Texto de origem ->
____________________

Embora o relatório da comissão tenha dado origem a uma nova lei, a maioria dos Estados não conseguiu implementar as reformas propostas, como a unificação e a digitalização de suas listas de eleitores. O nó do problema, segundo Keyssar, continua sendo a falta de um padrão nacional para conduzir as eleições, conseqüência do sistema federativo em que os Estados têm autonomia nessa questão. Abaixo, os principais trechos da entrevista.


FOLHA - Houve melhorias nos procedimentos de votação nos EUA depois das suspeitas de fraude de 2000?

ALEXANDER KEYSSAR - Muitas coisas deram errado em 2000. Uma foi o Colégio Eleitoral: Albert Gore teve mais votos e George W. Bush tornou-se presidente. Isso, claro, não se aplica às eleições de agora. As máquinas de votação funcionaram mal, mas, ao lado disso, o que se tornou visível é o fato de que não temos um sistema nacional ou um padrão nacional para conduzir uma eleição. Tudo fica a cargo dos Estados e dentro deles há sistemas diferentes. A partir desses problemas, foi criada uma comissão nacional, dirigida pelos ex-presidentes Jimmy Carter [1977-1981] e Gerald Ford [1974-1977], que fez uma série de recomendações ao Congresso.

____________________

Solicitação 1 ->
Responda às perguntas abaixo com base no texto de origem.
(a) Segundo Keyssar, qual é o nó do problema?
(b) Que reformas propostas a maioria dos Estados não conseguiu implementar?
(c) Quem dirigiu a comissão nacional criada a partir dos problemas de 2000?
Solicitação 2 ->
Retome a entrevista sobre o sistema eleitoral dos EUA logo após a última frase apresentada e dê continuidade ao texto.

____________________

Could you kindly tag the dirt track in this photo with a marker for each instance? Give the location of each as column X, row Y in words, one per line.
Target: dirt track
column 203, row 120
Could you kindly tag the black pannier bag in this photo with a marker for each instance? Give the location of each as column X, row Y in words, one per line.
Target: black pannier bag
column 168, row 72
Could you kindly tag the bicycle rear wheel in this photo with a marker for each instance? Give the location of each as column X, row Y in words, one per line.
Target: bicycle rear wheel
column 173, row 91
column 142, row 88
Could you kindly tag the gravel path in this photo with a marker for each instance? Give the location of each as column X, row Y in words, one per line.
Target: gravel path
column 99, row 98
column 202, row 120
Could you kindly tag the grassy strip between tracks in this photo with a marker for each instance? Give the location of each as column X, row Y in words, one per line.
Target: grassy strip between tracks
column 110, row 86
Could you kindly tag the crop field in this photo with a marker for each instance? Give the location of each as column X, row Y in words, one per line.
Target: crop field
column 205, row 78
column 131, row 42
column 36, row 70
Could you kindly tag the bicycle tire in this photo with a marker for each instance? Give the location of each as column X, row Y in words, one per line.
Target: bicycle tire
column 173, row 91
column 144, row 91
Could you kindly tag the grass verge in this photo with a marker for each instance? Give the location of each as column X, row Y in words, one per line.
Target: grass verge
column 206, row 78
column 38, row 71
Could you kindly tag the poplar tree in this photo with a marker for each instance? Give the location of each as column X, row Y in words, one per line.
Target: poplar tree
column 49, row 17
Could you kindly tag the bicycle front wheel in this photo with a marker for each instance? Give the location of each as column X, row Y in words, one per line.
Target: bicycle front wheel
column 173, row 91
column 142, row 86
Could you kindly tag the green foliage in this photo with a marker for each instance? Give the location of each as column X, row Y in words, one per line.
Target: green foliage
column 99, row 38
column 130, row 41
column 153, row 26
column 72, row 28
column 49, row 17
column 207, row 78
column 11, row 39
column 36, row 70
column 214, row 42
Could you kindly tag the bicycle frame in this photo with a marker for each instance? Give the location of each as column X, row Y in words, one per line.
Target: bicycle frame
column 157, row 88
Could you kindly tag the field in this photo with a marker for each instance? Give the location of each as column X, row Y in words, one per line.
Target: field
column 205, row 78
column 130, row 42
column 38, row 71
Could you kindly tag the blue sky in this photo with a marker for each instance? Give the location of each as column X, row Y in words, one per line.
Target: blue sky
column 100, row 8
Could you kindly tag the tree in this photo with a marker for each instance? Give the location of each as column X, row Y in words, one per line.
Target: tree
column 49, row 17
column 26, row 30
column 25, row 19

____________________

Resposta escrita 1 ->
(a) A falta de um padrão nacional para conduzir as eleições, consequência do sistema federativo em que os Estados têm autonomia nessa questão.
(b) A unificação e a digitalização de suas listas de eleitores.
(c) Os ex-presidentes Jimmy Carter e Gerald Ford.

Resposta escrita 2 ->
FOLHA - A criação da comissão foi uma proposta do Congresso?

KEYSSAR - Não. Era uma comissão independente.

FOLHA - Não houve nenhuma iniciativa do Congresso ou do Executivo para lidar com os problemas de votação?

KEYSSAR - O Congresso não fez nada até que os deputados negros começaram a organizar audiências. Do Executivo também não partiu nenhuma proposta. A partir das recomendações da Comissão Carter-Ford, que foram bem moderadas, o Congresso aprovou em 2002 uma lei, ainda mais moderada. A comissão recomendou, por exemplo, que as eleições fossem realizadas em um feriado. Isso foi rejeitado. O resultado mais positivo é que a lei tornou obrigatória a aceitação do voto provisório --mesmo que o seu nome não esteja no registro de eleitores, você vota em separado, para checagem posterior.

FOLHA - Quais foram as outras medidas previstas na lei?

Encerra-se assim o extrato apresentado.